Aim of the task:
Send back all the data below, exactly as given.

The data:
════

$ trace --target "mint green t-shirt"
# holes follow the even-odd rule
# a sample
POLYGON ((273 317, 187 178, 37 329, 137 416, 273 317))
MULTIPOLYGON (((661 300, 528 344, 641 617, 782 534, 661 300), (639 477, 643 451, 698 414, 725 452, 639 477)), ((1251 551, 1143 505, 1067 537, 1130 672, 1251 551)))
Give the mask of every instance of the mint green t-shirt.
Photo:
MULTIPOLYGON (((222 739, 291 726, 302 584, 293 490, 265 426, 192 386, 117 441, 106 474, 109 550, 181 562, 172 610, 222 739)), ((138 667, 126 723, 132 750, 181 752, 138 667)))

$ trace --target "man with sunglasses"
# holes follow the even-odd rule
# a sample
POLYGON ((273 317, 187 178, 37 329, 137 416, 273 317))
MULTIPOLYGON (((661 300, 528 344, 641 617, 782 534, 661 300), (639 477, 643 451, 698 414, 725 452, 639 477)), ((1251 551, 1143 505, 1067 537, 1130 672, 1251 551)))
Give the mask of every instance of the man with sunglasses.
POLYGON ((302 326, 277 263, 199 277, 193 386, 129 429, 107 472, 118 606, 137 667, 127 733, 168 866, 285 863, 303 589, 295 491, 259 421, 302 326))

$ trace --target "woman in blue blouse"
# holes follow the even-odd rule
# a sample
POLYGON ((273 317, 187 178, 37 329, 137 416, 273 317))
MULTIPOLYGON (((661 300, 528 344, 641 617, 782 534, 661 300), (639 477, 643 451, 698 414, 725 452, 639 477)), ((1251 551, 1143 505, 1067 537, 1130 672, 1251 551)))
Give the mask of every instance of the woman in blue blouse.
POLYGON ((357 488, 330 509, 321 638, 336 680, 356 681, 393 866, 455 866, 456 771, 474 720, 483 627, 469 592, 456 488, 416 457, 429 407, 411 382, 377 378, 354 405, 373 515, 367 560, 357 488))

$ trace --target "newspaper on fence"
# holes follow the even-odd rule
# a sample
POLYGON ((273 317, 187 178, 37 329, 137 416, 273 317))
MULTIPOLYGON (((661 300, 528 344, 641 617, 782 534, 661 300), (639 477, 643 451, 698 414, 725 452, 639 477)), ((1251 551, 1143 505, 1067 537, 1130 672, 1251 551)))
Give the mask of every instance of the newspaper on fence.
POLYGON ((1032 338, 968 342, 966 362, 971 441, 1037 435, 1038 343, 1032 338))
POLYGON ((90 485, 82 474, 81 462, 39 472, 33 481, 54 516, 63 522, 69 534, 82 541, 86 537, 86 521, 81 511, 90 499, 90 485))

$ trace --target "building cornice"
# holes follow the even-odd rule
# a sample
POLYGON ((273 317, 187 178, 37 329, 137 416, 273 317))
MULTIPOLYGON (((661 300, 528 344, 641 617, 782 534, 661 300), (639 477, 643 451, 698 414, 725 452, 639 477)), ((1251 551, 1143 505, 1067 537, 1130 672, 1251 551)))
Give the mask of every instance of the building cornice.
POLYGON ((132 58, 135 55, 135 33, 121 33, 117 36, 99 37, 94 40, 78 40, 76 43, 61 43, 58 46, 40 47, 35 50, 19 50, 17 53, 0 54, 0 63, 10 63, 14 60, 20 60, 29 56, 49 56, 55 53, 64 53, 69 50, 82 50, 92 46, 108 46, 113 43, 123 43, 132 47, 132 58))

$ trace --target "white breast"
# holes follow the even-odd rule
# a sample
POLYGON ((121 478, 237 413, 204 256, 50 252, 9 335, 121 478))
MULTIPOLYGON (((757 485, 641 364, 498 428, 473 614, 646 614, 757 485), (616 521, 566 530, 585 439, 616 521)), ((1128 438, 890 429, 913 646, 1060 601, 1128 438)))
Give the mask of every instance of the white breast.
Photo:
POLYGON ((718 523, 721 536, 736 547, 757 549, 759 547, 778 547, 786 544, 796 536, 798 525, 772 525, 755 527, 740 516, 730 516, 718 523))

════

Solution:
$ trace --target "mint green t-shirt"
# holes follow the even-odd rule
# a sample
POLYGON ((273 317, 187 178, 37 329, 137 416, 273 317))
MULTIPOLYGON (((661 300, 528 344, 641 617, 782 534, 661 300), (639 477, 643 451, 698 414, 725 452, 639 477)), ((1251 551, 1143 505, 1067 537, 1130 672, 1251 551)))
Give the mask of every instance of the mint green t-shirt.
Photo:
MULTIPOLYGON (((222 739, 291 726, 302 584, 293 490, 265 426, 192 386, 117 441, 106 474, 109 550, 181 562, 172 610, 222 739)), ((138 667, 126 723, 132 750, 181 752, 138 667)))

$ trace --target "man with sunglasses"
# holes follow the even-odd rule
# a sample
POLYGON ((273 317, 187 178, 37 329, 137 416, 273 317))
MULTIPOLYGON (((661 300, 528 344, 641 617, 782 534, 661 300), (639 477, 643 451, 698 414, 725 452, 639 477)), ((1251 551, 1143 505, 1067 537, 1130 672, 1251 551)))
Give the mask of every instance of the man with sunglasses.
POLYGON ((302 326, 277 263, 199 277, 193 386, 129 429, 107 472, 118 606, 137 667, 127 733, 168 866, 285 863, 303 589, 295 491, 259 421, 302 326))

$ trace --target "woman in blue blouse"
# holes follow the even-odd rule
# a sample
POLYGON ((273 317, 187 178, 37 329, 137 416, 273 317))
MULTIPOLYGON (((661 300, 528 344, 641 617, 782 534, 661 300), (639 477, 643 451, 698 414, 725 452, 639 477)), ((1251 551, 1143 505, 1067 537, 1130 672, 1251 551)))
Give the mask of every instance of the woman in blue blouse.
POLYGON ((357 488, 330 509, 321 638, 336 680, 356 681, 393 866, 455 866, 456 771, 474 720, 483 627, 469 592, 456 488, 416 457, 429 407, 411 382, 377 378, 354 405, 373 515, 367 560, 357 488))

$ trace --target "newspaper on fence"
# holes follow the even-odd rule
# a sample
POLYGON ((273 317, 187 178, 37 329, 137 416, 273 317))
MULTIPOLYGON (((661 300, 528 344, 641 617, 782 534, 661 300), (639 477, 643 451, 698 414, 725 452, 639 477)), ((1251 551, 1143 505, 1067 537, 1130 672, 1251 551)))
Give the mask of every instance of the newspaper on fence.
POLYGON ((1032 338, 968 342, 966 362, 971 441, 1037 435, 1038 343, 1032 338))
POLYGON ((90 485, 82 474, 81 462, 39 472, 33 481, 54 516, 63 522, 69 534, 82 541, 86 537, 86 521, 81 511, 90 499, 90 485))

$ trace --target "building cornice"
# holes follow the even-odd rule
# a sample
POLYGON ((273 317, 187 178, 37 329, 137 416, 273 317))
MULTIPOLYGON (((661 300, 528 344, 641 617, 782 534, 661 300), (639 477, 643 451, 698 414, 725 452, 639 477)), ((1251 551, 1143 505, 1067 537, 1130 672, 1251 551)))
Give the mask of every instance of the building cornice.
POLYGON ((132 58, 135 55, 135 33, 121 33, 117 36, 99 37, 94 40, 78 40, 76 43, 61 43, 58 46, 40 47, 35 50, 19 50, 17 53, 0 54, 0 63, 10 63, 14 60, 20 60, 29 56, 49 56, 55 53, 64 53, 69 50, 82 50, 92 46, 108 46, 113 43, 123 43, 132 47, 132 58))

$ trace --target "white breast"
# holes follow the even-odd rule
# a sample
POLYGON ((121 478, 237 413, 204 256, 50 252, 9 335, 121 478))
MULTIPOLYGON (((757 485, 641 364, 498 428, 473 614, 646 614, 757 485), (616 521, 566 530, 585 439, 616 521)), ((1128 438, 890 429, 913 646, 1060 601, 1128 438)))
Give the mask of every instance of the white breast.
Photo:
POLYGON ((718 523, 721 536, 736 547, 757 549, 759 547, 778 547, 786 544, 796 536, 798 525, 772 525, 755 527, 740 516, 730 516, 718 523))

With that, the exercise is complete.